Document extract →
“Why do Christadelphians say the Kingdom of God will last a thousand years?“
Ed: IN 1 CORINTHIANS 15 the Apostle Paul describes the principles of resurrection from the dead. Christ was raised after he died, and his followers will be raised when he returns:
‘Each in his own order: Christ the firstfruits, then at his coming those who belong to Christ. Then comes the end, when he delivers the kingdom to God the Father after destroying every rule and every authority and power. For he must reign until he has put all his enemies under his feet… When all things are subjected to him, then the Son himself will also be subjected to him who put all things in subjection under him, that God may be all in all’ (1 Corinthians 15:23–28).
When Jesus Christ returns the world will not be made perfect instantly. There will be initial resistance (for example Psalm 2, Zechariah 14:16–19), and there will be a period after he returns in which he subdues the world to his rule, and restores it to perfection. This is the Kingdom about which we read so much in the Bible’s prophecies. At the end of this period there is the final eternal phase in which God is ‘all in all’—we’re told little about this eternity, perhaps because we wouldn’t be able to comprehend it.

Data provided →
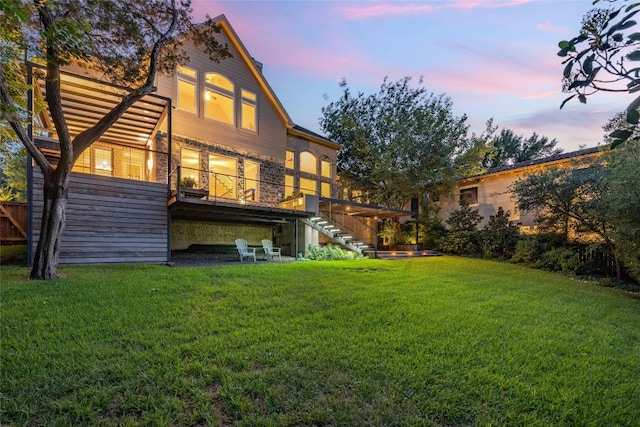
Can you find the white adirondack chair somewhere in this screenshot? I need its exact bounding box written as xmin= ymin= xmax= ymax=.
xmin=236 ymin=239 xmax=256 ymax=262
xmin=262 ymin=239 xmax=282 ymax=261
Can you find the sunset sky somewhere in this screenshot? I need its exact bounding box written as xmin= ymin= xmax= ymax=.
xmin=193 ymin=0 xmax=629 ymax=151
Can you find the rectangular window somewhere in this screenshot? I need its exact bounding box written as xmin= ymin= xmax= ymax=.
xmin=300 ymin=151 xmax=318 ymax=175
xmin=284 ymin=150 xmax=295 ymax=169
xmin=241 ymin=89 xmax=258 ymax=131
xmin=284 ymin=175 xmax=295 ymax=198
xmin=204 ymin=89 xmax=233 ymax=125
xmin=300 ymin=178 xmax=318 ymax=194
xmin=244 ymin=160 xmax=260 ymax=201
xmin=460 ymin=187 xmax=478 ymax=205
xmin=178 ymin=66 xmax=197 ymax=113
xmin=209 ymin=153 xmax=238 ymax=199
xmin=320 ymin=160 xmax=331 ymax=178
xmin=320 ymin=182 xmax=331 ymax=197
xmin=72 ymin=148 xmax=91 ymax=173
xmin=122 ymin=148 xmax=145 ymax=180
xmin=180 ymin=148 xmax=200 ymax=188
xmin=93 ymin=148 xmax=113 ymax=176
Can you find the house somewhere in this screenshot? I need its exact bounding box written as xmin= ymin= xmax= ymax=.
xmin=437 ymin=147 xmax=602 ymax=232
xmin=27 ymin=15 xmax=406 ymax=263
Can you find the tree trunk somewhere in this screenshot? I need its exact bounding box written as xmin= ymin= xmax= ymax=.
xmin=605 ymin=238 xmax=622 ymax=280
xmin=31 ymin=173 xmax=69 ymax=280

Instruction → Reproduce, word for word, the part of the Christadelphian answer above starting with "When Jesus Christ" and going on through "to comprehend it.".

Response to the exercise →
When Jesus Christ returns the world will not be made perfect instantly. There will be initial resistance (for example Psalm 2, Zechariah 14:16–19), and there will be a period after he returns in which he subdues the world to his rule, and restores it to perfection. This is the Kingdom about which we read so much in the Bible’s prophecies. At the end of this period there is the final eternal phase in which God is ‘all in all’—we’re told little about this eternity, perhaps because we wouldn’t be able to comprehend it.